◆ Directive: Pictures are not part of the answer. Return the lines from the one containing "Point to the silver penguin" through the end of the data, both included, exactly as they appear.

◆ Data supplied:
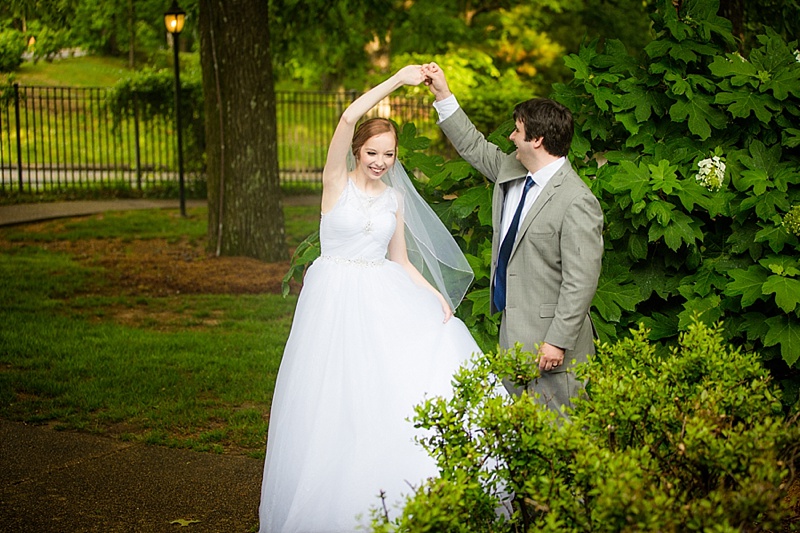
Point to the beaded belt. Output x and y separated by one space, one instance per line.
354 262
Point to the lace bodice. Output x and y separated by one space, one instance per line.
359 227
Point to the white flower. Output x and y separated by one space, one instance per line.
712 173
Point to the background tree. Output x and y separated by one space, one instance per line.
244 199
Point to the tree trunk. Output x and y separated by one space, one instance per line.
733 10
245 212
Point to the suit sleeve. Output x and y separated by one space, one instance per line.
472 145
581 257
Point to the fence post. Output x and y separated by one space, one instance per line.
19 137
136 146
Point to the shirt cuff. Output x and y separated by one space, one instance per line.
446 107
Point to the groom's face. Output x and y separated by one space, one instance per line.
525 149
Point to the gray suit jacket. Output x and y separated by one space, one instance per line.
555 263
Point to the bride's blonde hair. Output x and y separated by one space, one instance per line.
369 129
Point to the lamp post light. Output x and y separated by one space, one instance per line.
174 19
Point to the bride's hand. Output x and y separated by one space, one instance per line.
448 313
411 75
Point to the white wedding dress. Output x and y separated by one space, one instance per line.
366 345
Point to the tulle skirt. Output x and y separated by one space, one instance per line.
366 345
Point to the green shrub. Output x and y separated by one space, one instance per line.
12 46
690 440
675 246
150 93
49 42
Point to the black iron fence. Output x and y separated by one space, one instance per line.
54 138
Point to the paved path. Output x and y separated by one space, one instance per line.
34 212
67 482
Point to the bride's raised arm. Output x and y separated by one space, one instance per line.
334 175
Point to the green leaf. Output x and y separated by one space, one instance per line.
774 235
747 283
637 246
454 170
784 330
786 291
700 114
578 65
706 309
661 326
408 138
633 178
733 66
742 103
663 177
682 228
480 301
781 265
660 211
784 82
705 280
615 292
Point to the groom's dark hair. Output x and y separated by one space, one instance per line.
548 119
370 128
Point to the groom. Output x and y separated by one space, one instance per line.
547 242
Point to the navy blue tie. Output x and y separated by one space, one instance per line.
505 251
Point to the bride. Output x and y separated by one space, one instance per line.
372 337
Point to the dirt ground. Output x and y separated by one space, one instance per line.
155 267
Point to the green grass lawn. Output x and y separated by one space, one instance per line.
84 71
194 371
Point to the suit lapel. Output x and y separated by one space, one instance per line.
547 193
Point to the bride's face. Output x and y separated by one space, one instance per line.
377 155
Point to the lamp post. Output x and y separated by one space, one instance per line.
174 19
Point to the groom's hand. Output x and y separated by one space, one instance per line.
550 357
436 81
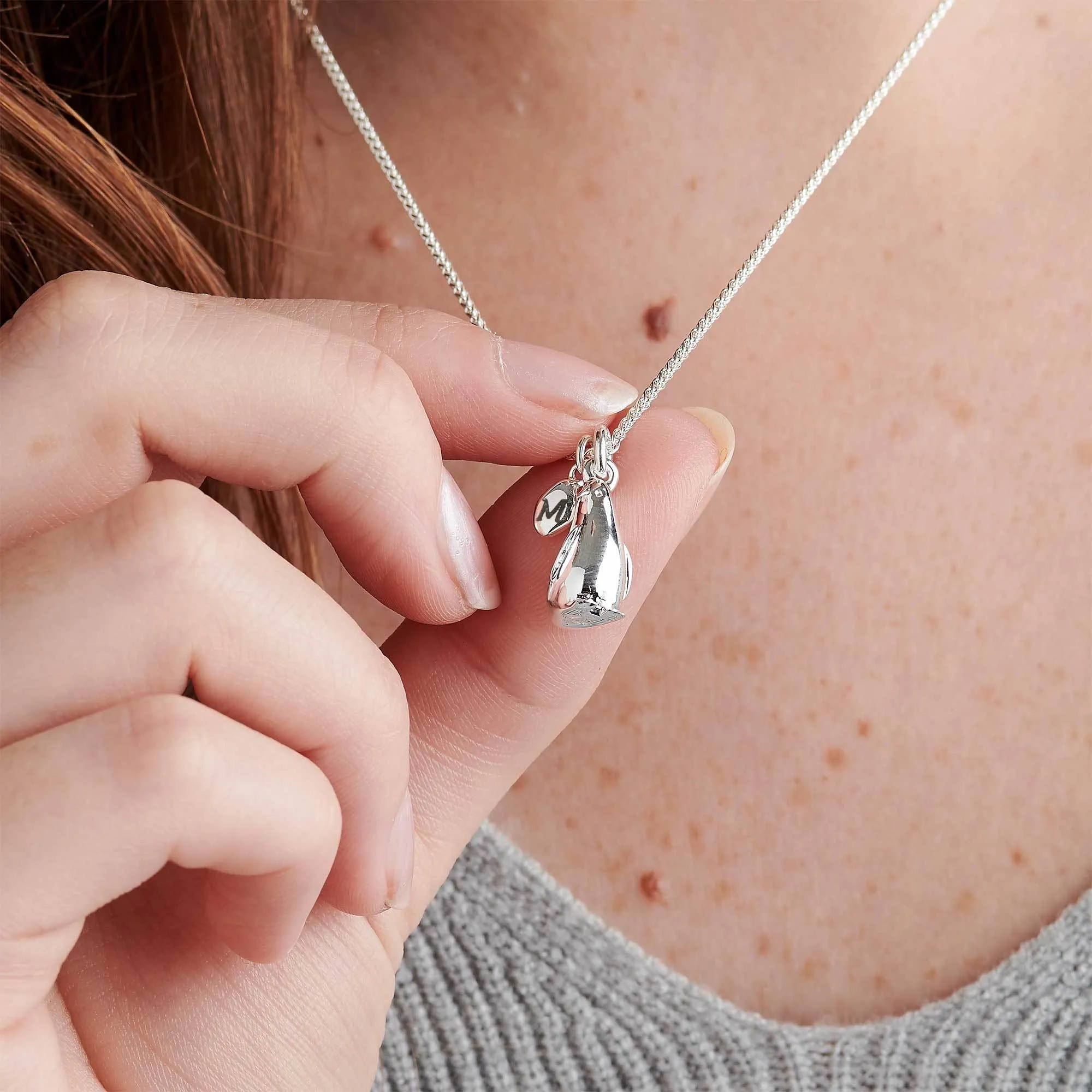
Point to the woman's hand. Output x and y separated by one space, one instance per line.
194 893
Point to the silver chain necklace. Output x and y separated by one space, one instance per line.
594 571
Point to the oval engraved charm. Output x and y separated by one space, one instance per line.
556 509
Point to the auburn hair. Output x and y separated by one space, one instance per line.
157 139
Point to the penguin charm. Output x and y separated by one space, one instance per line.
594 571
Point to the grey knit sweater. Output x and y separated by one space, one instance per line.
512 984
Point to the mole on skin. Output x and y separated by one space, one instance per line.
658 319
651 887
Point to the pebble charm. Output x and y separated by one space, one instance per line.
594 571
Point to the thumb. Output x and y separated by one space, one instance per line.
489 694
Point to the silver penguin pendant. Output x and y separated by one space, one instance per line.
594 571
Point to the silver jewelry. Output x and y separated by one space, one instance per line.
594 572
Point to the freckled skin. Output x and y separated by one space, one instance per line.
896 568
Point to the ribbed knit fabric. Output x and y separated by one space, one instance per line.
512 984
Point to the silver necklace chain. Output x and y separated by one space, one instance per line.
663 377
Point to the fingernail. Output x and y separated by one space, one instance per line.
468 555
400 858
726 437
559 382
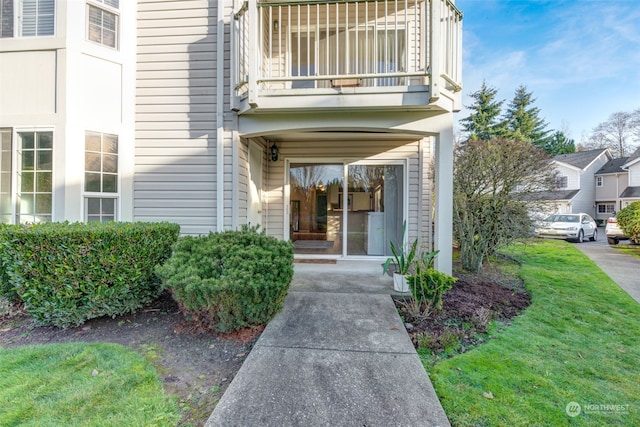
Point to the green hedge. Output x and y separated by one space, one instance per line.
629 221
231 280
68 273
6 290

◆ Answer to this task:
Point to the silver penguin pendant. Output x and y separated by one space, one instance per line.
594 571
Point to the silver jewelry. Output x and y separated by one space, one instance per line.
594 572
Point to the freckled skin. Output x and y separated by one space, one instance per line.
896 568
Point to the ribbed knit fabric. Output x and y separated by one space, one instance per line.
512 984
Point to the silver necklace chain. Output x and y separated by one space, one instance per line.
663 377
Point to the fingernail. Output x and y separated by one space, one instance per line.
468 555
400 858
726 437
559 382
Point to the green hedge. Output x and y separated by one space, one instance per line.
629 221
231 280
68 273
6 290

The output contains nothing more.